(RECORDS TO USE):
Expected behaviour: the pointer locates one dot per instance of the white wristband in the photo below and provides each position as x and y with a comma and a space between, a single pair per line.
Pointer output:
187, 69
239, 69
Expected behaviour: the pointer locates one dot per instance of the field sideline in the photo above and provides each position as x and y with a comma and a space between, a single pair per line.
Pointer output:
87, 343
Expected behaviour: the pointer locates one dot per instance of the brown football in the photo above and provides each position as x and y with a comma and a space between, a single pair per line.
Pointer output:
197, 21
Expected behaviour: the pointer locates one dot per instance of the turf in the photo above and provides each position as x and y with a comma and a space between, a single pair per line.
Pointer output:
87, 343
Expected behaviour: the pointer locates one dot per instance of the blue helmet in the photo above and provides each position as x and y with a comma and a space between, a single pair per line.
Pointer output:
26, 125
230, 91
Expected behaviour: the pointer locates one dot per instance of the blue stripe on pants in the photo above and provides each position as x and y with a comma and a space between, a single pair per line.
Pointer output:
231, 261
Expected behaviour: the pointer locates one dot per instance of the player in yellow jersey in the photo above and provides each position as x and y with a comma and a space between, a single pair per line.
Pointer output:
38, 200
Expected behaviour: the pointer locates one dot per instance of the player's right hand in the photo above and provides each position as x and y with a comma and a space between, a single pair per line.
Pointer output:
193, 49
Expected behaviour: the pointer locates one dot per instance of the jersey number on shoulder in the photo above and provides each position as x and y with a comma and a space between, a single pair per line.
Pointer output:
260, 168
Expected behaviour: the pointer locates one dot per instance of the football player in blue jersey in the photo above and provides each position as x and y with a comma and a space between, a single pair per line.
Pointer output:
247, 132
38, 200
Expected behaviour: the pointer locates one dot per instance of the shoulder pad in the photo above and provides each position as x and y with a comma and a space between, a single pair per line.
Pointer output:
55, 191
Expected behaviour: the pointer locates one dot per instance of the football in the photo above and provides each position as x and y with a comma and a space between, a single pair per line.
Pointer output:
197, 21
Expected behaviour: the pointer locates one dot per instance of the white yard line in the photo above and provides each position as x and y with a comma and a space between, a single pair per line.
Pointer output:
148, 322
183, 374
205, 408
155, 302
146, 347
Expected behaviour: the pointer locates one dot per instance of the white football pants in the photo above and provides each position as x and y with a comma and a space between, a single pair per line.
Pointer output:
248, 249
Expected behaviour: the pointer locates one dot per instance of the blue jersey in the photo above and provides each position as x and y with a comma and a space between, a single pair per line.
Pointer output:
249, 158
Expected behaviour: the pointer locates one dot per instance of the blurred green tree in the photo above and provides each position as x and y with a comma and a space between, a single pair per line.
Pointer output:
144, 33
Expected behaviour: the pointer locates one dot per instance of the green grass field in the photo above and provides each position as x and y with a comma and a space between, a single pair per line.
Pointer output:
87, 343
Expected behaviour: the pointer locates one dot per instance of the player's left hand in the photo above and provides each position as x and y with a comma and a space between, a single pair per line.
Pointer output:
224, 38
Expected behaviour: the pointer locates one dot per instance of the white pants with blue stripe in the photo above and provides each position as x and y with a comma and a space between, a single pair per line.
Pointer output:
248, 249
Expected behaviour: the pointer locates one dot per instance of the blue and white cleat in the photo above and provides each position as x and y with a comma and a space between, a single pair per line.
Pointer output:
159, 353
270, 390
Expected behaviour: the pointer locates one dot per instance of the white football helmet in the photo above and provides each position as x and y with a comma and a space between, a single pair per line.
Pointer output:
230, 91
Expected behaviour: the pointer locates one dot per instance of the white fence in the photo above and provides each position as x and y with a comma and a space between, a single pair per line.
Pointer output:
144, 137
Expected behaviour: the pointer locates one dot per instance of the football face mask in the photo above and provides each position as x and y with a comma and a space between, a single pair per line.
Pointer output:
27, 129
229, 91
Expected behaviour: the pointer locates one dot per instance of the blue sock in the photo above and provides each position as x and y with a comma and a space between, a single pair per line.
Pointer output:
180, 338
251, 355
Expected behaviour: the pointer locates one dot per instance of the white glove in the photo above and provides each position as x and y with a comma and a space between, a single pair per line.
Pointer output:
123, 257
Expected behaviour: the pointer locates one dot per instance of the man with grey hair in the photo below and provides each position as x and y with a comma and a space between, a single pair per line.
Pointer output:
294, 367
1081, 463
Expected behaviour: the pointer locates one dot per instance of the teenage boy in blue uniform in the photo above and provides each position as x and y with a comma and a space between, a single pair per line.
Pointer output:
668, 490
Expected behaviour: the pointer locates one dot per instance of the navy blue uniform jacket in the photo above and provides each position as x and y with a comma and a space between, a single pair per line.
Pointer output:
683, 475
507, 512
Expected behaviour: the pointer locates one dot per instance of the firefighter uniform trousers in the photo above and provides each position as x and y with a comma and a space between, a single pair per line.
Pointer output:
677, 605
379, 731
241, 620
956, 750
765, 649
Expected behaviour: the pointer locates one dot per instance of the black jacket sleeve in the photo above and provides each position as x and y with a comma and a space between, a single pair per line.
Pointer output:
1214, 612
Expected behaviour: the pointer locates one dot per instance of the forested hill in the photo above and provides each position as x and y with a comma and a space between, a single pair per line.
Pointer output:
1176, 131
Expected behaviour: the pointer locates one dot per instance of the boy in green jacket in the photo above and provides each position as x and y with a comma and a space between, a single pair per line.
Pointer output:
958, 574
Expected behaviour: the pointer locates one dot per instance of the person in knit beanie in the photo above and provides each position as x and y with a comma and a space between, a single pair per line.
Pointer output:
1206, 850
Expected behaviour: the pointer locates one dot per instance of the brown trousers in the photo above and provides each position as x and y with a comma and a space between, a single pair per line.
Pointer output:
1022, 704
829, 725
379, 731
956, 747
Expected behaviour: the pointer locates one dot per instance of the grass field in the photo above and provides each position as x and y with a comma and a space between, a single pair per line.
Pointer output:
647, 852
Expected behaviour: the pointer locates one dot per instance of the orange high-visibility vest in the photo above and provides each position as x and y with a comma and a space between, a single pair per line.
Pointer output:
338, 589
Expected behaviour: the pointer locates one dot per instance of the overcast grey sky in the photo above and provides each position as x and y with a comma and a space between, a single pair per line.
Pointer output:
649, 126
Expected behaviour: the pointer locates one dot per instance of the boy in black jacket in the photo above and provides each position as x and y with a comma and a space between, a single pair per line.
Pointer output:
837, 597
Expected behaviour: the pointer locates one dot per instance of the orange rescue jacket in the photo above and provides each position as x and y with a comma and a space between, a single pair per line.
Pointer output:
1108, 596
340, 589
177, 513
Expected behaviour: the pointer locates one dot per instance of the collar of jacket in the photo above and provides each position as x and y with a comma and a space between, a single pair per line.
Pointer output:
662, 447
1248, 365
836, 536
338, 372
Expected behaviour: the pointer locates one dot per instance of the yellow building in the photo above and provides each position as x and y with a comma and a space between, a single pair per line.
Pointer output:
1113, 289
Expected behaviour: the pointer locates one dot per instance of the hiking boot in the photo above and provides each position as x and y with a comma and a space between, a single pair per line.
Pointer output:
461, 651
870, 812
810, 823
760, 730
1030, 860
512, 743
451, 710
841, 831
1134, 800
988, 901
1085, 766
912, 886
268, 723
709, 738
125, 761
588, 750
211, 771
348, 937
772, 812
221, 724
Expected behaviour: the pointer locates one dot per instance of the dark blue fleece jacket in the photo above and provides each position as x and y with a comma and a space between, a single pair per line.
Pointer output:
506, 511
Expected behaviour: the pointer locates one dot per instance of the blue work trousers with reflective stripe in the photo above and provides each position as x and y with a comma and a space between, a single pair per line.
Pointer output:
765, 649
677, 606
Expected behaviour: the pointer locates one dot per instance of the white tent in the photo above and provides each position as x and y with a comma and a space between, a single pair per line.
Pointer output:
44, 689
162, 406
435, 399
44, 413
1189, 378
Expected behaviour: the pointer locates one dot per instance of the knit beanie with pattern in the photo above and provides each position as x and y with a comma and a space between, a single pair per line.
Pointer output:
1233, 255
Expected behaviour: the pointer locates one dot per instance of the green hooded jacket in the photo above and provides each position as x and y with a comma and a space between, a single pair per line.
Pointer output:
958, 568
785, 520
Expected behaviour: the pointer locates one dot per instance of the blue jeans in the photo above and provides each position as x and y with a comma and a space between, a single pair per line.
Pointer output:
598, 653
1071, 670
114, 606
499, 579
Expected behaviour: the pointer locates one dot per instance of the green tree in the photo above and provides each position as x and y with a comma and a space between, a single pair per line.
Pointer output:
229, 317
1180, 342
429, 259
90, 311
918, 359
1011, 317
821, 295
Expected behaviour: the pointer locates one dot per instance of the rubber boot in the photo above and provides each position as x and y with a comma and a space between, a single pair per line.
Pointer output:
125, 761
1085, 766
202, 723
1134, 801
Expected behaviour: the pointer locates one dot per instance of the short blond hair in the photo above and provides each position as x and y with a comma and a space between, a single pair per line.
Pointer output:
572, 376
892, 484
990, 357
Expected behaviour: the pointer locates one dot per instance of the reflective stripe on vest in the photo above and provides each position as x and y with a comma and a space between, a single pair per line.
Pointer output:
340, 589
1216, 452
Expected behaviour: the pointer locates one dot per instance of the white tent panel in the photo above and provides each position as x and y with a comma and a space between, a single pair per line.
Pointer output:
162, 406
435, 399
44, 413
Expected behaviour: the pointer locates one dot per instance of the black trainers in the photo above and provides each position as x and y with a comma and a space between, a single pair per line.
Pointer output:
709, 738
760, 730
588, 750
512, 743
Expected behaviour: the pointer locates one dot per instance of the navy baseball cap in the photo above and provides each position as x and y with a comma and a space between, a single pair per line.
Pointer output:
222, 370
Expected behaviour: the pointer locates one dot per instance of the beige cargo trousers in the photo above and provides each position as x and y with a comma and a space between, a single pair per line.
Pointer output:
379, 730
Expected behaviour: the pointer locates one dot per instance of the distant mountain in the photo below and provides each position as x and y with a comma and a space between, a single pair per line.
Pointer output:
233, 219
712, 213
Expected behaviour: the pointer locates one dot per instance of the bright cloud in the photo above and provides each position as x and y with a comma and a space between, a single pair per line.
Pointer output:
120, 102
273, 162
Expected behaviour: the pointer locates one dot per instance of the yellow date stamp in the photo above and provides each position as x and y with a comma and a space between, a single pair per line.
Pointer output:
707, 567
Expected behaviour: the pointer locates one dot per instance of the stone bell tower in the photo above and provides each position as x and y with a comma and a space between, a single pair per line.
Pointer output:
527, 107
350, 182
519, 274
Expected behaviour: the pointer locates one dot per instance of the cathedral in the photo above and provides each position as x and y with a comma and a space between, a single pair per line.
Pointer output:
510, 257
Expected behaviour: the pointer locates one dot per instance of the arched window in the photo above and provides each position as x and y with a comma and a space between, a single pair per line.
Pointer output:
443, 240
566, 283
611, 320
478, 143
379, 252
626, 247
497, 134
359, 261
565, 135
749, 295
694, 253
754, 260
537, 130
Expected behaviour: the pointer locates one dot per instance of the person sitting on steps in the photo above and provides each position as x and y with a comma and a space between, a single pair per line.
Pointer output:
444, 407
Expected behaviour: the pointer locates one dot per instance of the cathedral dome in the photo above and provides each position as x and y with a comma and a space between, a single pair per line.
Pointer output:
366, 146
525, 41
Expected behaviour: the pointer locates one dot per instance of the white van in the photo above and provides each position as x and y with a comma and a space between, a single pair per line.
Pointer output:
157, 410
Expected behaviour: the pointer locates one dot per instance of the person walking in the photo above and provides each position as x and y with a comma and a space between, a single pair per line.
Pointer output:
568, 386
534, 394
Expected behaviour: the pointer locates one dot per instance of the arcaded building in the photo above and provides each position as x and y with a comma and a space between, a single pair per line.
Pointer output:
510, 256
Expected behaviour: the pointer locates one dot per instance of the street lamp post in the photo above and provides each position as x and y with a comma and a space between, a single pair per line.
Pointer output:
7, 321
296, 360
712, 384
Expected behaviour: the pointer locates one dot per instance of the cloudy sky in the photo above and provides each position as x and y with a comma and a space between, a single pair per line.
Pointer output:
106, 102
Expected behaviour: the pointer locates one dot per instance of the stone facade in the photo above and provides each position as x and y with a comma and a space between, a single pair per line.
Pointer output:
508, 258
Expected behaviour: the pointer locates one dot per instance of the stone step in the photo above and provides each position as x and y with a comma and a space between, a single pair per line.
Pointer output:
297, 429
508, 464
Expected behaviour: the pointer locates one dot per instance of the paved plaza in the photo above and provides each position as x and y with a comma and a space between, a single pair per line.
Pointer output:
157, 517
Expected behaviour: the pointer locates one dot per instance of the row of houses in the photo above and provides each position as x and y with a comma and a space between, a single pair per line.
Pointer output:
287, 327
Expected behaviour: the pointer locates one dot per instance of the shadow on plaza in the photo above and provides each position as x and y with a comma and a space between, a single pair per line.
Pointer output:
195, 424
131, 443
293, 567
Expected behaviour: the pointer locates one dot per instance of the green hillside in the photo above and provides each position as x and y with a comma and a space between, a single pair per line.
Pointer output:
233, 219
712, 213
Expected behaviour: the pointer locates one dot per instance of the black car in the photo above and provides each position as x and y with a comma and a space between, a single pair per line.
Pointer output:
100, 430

(YOUR ASSIGNMENT): Reproduce each line from the listing above that includes the word "trousers".

(RESULT):
Expected behaviour: the pointer locates one dot per instance of the firefighter uniform trousers in the photo above and provides each position as x and y with a comma and a space between, a single pair per line.
Expected behaviour: the pointer locates one dot per instance of the brown trousers in the photo above and provides each position as x and y with a comma and a space between, a single pair per line.
Expected behaviour: the pointer locates one dot per instance of the blue work trousers with reflective stripe in the photo above and provides each position as x and y with a comma and a space between, a single pair per line.
Expected behaviour: the pointer locates one dot per instance of the beige cargo trousers in the photo above and provides each position as x and y with a comma and a space between, a single pair per line.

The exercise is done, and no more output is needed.